Task brief: Find the line with "jetty in this photo." in the records below. Output exactly from there until after the line with "hull in this photo.", without pictures.

Data under study:
______________________________

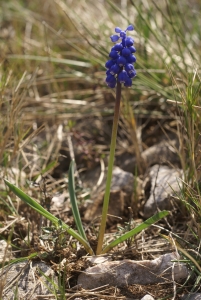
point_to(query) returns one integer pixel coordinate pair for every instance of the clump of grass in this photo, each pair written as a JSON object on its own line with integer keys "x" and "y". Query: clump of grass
{"x": 53, "y": 66}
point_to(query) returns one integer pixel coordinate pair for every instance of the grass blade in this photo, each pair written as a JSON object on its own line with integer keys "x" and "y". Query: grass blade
{"x": 37, "y": 207}
{"x": 136, "y": 230}
{"x": 73, "y": 201}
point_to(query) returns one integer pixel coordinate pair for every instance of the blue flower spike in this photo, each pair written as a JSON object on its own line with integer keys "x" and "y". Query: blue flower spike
{"x": 120, "y": 66}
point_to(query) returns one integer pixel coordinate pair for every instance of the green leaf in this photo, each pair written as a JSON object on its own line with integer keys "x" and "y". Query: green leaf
{"x": 37, "y": 207}
{"x": 73, "y": 200}
{"x": 155, "y": 218}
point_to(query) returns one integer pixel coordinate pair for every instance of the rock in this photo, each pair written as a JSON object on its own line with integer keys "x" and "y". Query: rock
{"x": 192, "y": 296}
{"x": 26, "y": 278}
{"x": 121, "y": 195}
{"x": 5, "y": 251}
{"x": 128, "y": 272}
{"x": 164, "y": 183}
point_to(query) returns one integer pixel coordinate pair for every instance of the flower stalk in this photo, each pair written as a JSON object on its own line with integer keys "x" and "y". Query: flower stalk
{"x": 120, "y": 70}
{"x": 110, "y": 168}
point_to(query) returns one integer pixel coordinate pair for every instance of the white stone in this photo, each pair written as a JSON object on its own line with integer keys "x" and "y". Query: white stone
{"x": 165, "y": 182}
{"x": 128, "y": 272}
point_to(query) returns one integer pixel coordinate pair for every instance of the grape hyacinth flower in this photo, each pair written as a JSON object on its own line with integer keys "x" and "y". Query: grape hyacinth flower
{"x": 120, "y": 66}
{"x": 120, "y": 70}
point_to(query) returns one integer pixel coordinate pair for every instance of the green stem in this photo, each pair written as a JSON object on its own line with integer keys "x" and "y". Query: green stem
{"x": 110, "y": 169}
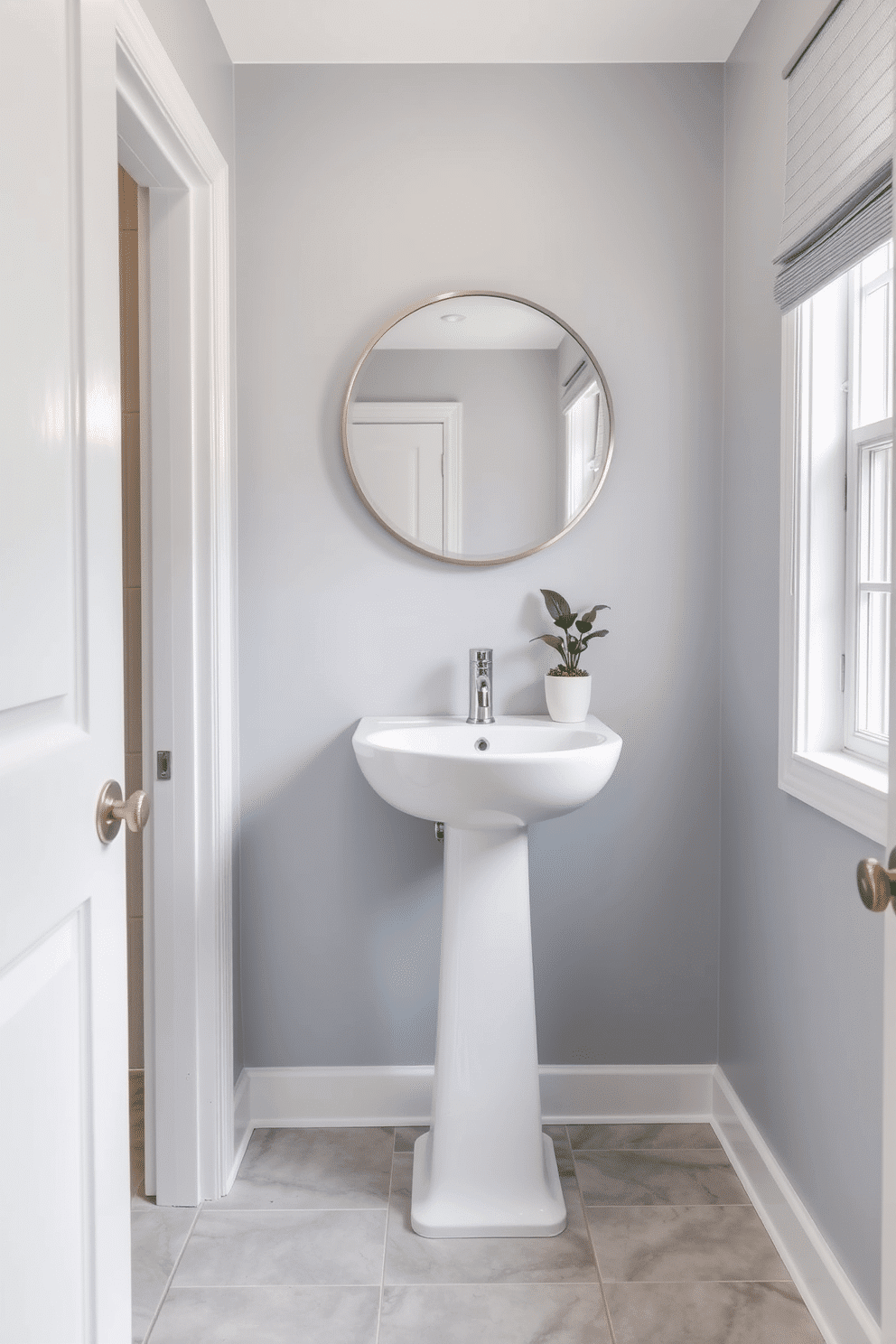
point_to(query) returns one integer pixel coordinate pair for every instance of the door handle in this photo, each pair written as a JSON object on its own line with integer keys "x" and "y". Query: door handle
{"x": 112, "y": 809}
{"x": 876, "y": 882}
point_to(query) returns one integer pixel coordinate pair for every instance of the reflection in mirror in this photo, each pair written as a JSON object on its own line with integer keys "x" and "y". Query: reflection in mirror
{"x": 477, "y": 427}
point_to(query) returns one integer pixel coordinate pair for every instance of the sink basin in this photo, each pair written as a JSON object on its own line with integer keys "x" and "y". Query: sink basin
{"x": 485, "y": 1168}
{"x": 528, "y": 770}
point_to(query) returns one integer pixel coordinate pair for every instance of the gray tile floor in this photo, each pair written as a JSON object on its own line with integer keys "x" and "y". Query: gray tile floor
{"x": 314, "y": 1246}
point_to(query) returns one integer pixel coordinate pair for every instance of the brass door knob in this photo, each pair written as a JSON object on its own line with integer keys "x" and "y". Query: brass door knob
{"x": 876, "y": 882}
{"x": 112, "y": 809}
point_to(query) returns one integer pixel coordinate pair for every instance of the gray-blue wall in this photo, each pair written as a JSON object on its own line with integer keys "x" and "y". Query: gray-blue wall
{"x": 801, "y": 961}
{"x": 597, "y": 192}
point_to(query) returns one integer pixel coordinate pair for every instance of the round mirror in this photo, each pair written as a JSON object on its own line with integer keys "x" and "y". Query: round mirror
{"x": 477, "y": 427}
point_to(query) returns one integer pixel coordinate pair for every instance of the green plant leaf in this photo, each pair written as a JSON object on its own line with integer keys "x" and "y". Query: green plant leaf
{"x": 554, "y": 640}
{"x": 556, "y": 605}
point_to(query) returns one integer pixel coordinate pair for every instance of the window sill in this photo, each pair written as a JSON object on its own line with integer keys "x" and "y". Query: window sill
{"x": 841, "y": 785}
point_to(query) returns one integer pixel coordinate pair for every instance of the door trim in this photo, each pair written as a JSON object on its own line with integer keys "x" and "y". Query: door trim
{"x": 190, "y": 703}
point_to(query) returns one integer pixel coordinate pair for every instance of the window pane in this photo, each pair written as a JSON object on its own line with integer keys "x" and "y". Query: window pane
{"x": 874, "y": 468}
{"x": 876, "y": 264}
{"x": 872, "y": 699}
{"x": 874, "y": 335}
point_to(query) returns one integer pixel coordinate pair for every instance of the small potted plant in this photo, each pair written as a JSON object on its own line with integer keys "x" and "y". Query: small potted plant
{"x": 568, "y": 687}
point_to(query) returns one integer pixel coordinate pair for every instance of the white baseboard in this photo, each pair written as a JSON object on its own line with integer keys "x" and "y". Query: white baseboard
{"x": 400, "y": 1094}
{"x": 584, "y": 1094}
{"x": 827, "y": 1292}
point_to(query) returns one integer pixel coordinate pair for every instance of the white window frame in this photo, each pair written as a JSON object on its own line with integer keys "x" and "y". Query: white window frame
{"x": 813, "y": 762}
{"x": 860, "y": 441}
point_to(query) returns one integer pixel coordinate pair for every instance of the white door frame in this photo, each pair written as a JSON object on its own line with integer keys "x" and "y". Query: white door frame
{"x": 188, "y": 622}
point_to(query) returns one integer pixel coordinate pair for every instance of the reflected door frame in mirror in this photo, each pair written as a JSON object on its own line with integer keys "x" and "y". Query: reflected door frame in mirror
{"x": 582, "y": 382}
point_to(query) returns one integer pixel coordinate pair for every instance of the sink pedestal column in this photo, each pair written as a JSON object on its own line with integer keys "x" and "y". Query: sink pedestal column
{"x": 485, "y": 1168}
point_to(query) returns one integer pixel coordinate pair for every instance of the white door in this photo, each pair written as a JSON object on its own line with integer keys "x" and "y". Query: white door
{"x": 400, "y": 471}
{"x": 63, "y": 1112}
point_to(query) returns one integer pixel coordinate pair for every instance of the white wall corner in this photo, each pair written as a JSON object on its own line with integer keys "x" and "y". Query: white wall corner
{"x": 835, "y": 1305}
{"x": 242, "y": 1125}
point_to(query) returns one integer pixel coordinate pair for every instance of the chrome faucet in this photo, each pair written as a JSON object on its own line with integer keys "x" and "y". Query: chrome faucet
{"x": 481, "y": 687}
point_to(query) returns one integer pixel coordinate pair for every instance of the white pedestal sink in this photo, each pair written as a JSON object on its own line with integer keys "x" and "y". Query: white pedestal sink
{"x": 485, "y": 1168}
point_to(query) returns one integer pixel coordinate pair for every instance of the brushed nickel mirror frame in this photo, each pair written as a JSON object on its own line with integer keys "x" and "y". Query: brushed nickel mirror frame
{"x": 414, "y": 308}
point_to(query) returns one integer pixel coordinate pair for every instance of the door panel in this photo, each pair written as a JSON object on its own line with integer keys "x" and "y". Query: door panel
{"x": 42, "y": 1019}
{"x": 63, "y": 1060}
{"x": 400, "y": 472}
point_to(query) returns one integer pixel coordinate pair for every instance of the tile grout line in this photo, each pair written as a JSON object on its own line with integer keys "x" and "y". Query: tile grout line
{"x": 388, "y": 1209}
{"x": 594, "y": 1253}
{"x": 173, "y": 1270}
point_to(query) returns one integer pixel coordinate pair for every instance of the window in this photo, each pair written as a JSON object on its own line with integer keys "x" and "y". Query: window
{"x": 835, "y": 545}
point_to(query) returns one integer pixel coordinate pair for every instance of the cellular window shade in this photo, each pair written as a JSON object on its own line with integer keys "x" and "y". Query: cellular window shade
{"x": 840, "y": 126}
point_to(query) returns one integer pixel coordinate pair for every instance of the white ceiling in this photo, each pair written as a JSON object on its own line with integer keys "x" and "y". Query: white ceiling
{"x": 490, "y": 322}
{"x": 474, "y": 31}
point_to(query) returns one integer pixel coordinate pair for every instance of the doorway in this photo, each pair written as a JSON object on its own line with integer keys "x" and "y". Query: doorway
{"x": 188, "y": 621}
{"x": 132, "y": 304}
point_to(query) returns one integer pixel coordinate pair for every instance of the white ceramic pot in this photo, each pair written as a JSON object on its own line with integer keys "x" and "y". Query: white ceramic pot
{"x": 568, "y": 698}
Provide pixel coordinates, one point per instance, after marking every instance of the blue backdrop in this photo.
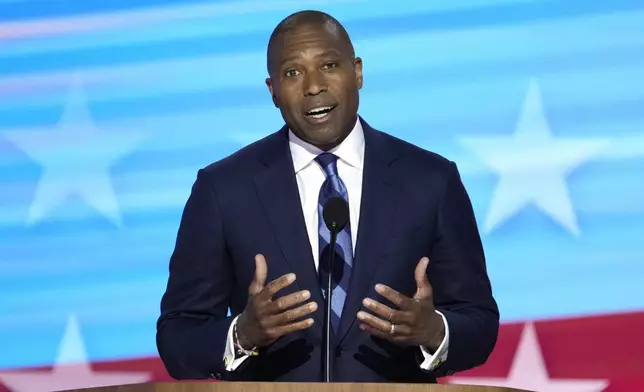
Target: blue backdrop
(108, 109)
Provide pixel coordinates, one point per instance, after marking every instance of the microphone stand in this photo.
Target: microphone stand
(326, 361)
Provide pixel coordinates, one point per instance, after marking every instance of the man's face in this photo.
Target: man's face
(315, 82)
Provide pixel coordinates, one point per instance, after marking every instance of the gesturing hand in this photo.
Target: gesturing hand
(265, 319)
(415, 323)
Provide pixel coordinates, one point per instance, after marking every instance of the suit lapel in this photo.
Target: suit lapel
(278, 193)
(377, 214)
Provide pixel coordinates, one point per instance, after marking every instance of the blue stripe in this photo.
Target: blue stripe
(26, 9)
(360, 29)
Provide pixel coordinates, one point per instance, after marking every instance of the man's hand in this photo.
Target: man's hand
(415, 323)
(265, 319)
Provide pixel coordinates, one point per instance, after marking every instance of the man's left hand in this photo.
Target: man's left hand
(415, 323)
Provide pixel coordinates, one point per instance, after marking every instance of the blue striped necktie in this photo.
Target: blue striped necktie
(343, 259)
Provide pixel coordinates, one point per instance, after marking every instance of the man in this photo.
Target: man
(411, 296)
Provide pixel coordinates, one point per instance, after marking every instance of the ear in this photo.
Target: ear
(269, 84)
(357, 69)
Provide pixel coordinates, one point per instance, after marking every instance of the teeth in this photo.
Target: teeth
(319, 111)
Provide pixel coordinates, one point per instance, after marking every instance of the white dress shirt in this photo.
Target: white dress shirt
(310, 176)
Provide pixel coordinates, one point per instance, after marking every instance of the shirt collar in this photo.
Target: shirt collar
(351, 150)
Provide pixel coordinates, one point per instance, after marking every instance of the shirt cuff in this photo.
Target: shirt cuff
(230, 361)
(431, 362)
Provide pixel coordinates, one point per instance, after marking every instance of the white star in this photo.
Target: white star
(76, 158)
(532, 166)
(71, 370)
(529, 371)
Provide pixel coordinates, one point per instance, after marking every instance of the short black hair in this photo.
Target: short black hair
(301, 18)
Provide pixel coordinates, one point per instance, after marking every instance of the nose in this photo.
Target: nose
(314, 83)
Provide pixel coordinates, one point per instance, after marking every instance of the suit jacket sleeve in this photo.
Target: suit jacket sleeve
(193, 326)
(458, 274)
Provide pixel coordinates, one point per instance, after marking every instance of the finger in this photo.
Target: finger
(424, 289)
(397, 336)
(374, 331)
(276, 332)
(387, 313)
(401, 301)
(281, 304)
(290, 316)
(374, 321)
(276, 285)
(259, 279)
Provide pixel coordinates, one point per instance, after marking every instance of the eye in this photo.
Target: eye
(291, 72)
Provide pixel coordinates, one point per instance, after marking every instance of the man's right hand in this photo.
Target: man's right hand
(265, 319)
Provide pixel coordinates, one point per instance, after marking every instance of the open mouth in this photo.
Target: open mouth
(320, 112)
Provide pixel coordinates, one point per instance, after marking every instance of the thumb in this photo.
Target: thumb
(259, 279)
(424, 289)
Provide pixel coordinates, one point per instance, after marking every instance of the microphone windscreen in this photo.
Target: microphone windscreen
(336, 210)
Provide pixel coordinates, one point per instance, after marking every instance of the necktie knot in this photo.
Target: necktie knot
(329, 163)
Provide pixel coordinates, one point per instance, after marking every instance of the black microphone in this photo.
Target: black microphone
(336, 215)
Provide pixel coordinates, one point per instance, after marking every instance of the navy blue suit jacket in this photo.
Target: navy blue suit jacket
(413, 205)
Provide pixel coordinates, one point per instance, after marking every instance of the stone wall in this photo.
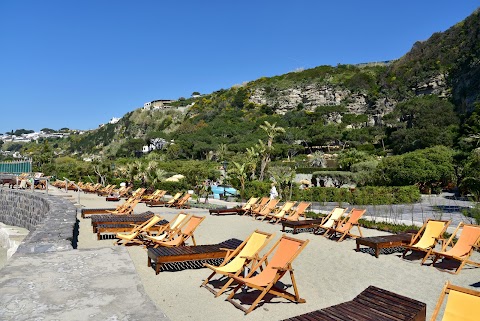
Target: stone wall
(52, 221)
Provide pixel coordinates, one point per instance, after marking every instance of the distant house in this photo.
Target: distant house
(157, 104)
(155, 144)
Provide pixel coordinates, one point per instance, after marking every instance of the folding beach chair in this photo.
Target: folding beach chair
(286, 250)
(236, 261)
(425, 239)
(297, 212)
(331, 219)
(461, 250)
(462, 304)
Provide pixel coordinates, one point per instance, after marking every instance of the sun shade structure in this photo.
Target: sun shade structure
(236, 261)
(461, 250)
(427, 236)
(462, 304)
(280, 258)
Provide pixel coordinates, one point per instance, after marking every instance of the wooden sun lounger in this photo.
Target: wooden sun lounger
(114, 228)
(162, 255)
(372, 304)
(119, 219)
(301, 224)
(89, 211)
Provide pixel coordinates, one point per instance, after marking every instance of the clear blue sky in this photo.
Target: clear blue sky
(76, 64)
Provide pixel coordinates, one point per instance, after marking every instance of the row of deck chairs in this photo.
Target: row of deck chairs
(267, 209)
(179, 200)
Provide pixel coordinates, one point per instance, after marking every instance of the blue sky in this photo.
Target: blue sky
(76, 64)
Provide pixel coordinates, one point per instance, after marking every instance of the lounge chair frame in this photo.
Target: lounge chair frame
(270, 287)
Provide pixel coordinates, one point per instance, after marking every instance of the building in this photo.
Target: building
(157, 104)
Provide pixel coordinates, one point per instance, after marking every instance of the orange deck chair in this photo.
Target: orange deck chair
(331, 219)
(235, 261)
(344, 227)
(467, 242)
(425, 239)
(287, 249)
(462, 304)
(184, 234)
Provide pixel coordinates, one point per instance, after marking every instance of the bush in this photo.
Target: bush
(369, 195)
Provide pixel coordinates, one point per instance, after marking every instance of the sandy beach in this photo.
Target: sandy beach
(326, 272)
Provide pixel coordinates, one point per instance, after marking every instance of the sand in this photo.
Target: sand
(326, 272)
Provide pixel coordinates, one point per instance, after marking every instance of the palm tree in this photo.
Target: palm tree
(272, 131)
(240, 172)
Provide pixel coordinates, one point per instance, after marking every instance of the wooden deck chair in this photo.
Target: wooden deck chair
(280, 212)
(267, 209)
(346, 225)
(462, 304)
(174, 199)
(186, 232)
(329, 221)
(257, 206)
(183, 201)
(467, 242)
(169, 230)
(298, 212)
(135, 235)
(235, 261)
(127, 208)
(425, 239)
(287, 249)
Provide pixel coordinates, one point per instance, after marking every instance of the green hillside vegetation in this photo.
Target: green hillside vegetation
(409, 133)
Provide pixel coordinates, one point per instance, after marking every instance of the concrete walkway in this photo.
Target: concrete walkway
(81, 284)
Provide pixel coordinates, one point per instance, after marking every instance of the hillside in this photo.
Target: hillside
(364, 106)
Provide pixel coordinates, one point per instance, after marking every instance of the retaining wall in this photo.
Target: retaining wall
(52, 221)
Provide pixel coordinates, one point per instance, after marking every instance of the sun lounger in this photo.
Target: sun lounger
(331, 219)
(343, 227)
(235, 210)
(136, 234)
(373, 304)
(298, 212)
(236, 260)
(165, 203)
(183, 235)
(461, 250)
(462, 304)
(168, 257)
(279, 263)
(430, 233)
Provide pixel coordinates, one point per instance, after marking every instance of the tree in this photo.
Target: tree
(272, 131)
(239, 172)
(423, 122)
(427, 168)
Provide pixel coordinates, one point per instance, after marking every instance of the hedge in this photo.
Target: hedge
(368, 195)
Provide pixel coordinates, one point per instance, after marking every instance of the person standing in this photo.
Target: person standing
(273, 192)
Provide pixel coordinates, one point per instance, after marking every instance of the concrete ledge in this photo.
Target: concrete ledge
(99, 284)
(50, 220)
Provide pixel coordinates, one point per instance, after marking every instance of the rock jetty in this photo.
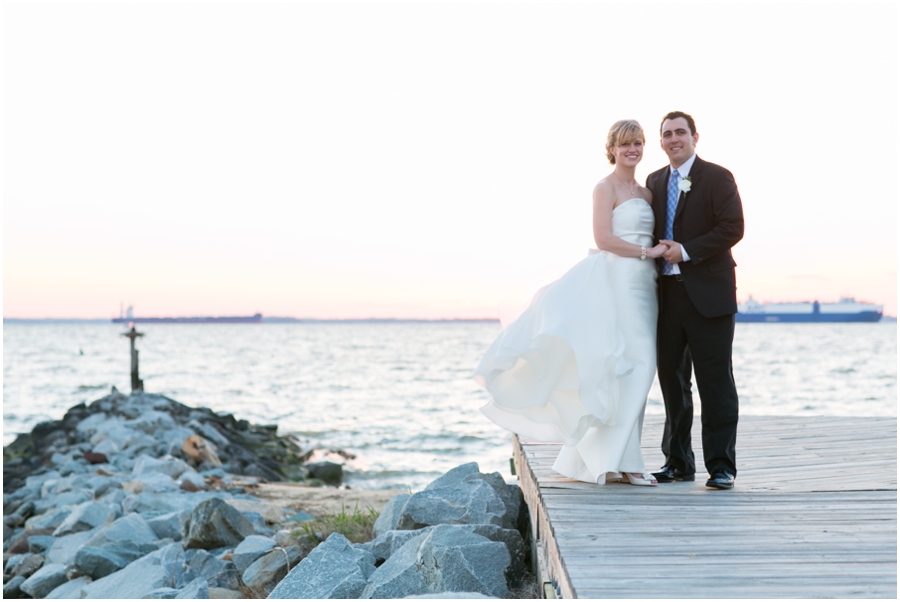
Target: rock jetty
(140, 496)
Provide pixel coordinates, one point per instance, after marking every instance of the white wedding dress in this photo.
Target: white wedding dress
(577, 365)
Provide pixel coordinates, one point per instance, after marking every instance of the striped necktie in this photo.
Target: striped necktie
(670, 214)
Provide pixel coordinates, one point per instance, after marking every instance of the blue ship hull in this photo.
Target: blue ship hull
(254, 319)
(864, 316)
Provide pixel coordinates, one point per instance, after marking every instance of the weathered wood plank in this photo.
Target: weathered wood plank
(813, 514)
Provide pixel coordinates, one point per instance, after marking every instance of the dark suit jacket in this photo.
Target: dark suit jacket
(709, 220)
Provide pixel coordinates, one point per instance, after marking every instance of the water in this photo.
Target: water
(400, 396)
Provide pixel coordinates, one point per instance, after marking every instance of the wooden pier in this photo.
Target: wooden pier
(813, 515)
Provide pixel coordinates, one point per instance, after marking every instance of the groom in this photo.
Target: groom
(699, 218)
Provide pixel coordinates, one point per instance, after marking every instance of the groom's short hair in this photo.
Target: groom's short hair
(676, 115)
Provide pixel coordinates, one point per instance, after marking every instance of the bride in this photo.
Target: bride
(577, 365)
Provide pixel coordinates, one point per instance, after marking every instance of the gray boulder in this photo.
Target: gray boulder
(451, 596)
(168, 525)
(454, 476)
(197, 563)
(45, 580)
(28, 566)
(270, 568)
(511, 495)
(388, 543)
(70, 590)
(162, 593)
(329, 472)
(334, 569)
(197, 589)
(249, 550)
(86, 516)
(64, 548)
(445, 559)
(215, 524)
(387, 520)
(115, 546)
(467, 502)
(39, 544)
(50, 519)
(152, 504)
(172, 467)
(138, 578)
(384, 546)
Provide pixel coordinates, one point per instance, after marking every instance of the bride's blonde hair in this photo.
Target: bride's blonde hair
(621, 131)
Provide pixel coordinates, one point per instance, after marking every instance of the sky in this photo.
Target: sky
(422, 160)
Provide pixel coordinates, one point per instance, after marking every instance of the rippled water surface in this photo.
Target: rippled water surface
(400, 395)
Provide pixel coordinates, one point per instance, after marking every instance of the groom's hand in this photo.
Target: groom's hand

______________________________

Exercise output:
Provide pixel coordinates, one point per instance, after marking every instance of the rock jetty in this photo.
Target: rock jetty
(140, 496)
Provide pixel coordinates, one point per instance, after marking every instance of the white wedding dress in this photo.
Target: white wedding dress
(577, 365)
Provide pixel coordinates, one point per instance, after marking every instance of the striped necktie in this photo.
Target: striped necktie
(670, 214)
Provide pixel coordinates, one point per instance, after marking every instance of the blue ship hull in this photo.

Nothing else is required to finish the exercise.